(Collected data)
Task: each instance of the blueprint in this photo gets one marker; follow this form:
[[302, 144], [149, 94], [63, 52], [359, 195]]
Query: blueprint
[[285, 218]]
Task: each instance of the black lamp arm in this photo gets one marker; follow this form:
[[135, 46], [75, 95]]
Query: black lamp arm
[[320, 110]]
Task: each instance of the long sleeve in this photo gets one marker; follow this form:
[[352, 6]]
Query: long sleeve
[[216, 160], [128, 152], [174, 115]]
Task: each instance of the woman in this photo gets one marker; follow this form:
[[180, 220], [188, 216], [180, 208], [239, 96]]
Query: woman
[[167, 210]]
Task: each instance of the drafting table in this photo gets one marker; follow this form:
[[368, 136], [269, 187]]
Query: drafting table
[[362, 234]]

- _Task goal_:
Express the listing as a Markdown table with the columns Row and Line. Begin at the first line of the listing, stop after the line that contains "[[320, 110]]", number each line, and leave out any blank lines.

- _Exercise output_:
| Row | Line |
|---|---|
| 1 | Task: each instance of the blueprint in this photo gets one marker; follow this form: |
| 2 | [[302, 144], [149, 94], [63, 52], [359, 195]] |
| 3 | Query: blueprint |
| 4 | [[285, 218]] |
| 5 | Task: each instance of the black lamp arm in this photo gets one marker; follow this form: |
| 6 | [[135, 46], [75, 95]] |
| 7 | Query: black lamp arm |
| 8 | [[320, 110]] |